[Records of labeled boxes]
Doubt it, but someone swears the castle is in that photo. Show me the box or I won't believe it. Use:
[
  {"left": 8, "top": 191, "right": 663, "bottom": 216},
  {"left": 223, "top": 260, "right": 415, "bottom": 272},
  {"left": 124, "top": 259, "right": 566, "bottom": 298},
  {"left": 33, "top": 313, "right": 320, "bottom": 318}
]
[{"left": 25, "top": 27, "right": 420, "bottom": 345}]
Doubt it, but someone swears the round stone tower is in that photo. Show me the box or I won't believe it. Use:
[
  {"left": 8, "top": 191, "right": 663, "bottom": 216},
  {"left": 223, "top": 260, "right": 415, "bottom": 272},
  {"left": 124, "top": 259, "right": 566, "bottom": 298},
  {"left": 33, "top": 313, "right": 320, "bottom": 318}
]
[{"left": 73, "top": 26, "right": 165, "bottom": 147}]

Task objective
Render the lines above as a JSON list of strings, one string per line, with blank lines omitted.

Solution to the exercise
[
  "Doubt it, but someone swears the castle is in that photo. Show me the box or I won't believe it. Use:",
  "[",
  "  {\"left\": 8, \"top\": 191, \"right\": 663, \"bottom\": 216},",
  "  {\"left\": 223, \"top\": 260, \"right\": 415, \"bottom\": 272},",
  "  {\"left\": 124, \"top\": 259, \"right\": 566, \"bottom\": 298},",
  "  {\"left\": 33, \"top\": 313, \"right\": 320, \"bottom\": 318}",
  "]",
  "[{\"left\": 25, \"top\": 27, \"right\": 420, \"bottom\": 345}]",
  "Doubt it, but someone swears the round stone tower is in that photo. Show me the box or I won't believe it. Use:",
  "[",
  "  {\"left\": 8, \"top\": 191, \"right\": 663, \"bottom\": 216},",
  "  {\"left\": 223, \"top\": 260, \"right\": 415, \"bottom\": 272},",
  "  {\"left\": 124, \"top\": 259, \"right\": 566, \"bottom\": 298},",
  "  {\"left\": 33, \"top\": 313, \"right\": 320, \"bottom\": 318}",
  "]",
  "[{\"left\": 73, \"top\": 26, \"right\": 165, \"bottom\": 147}]"
]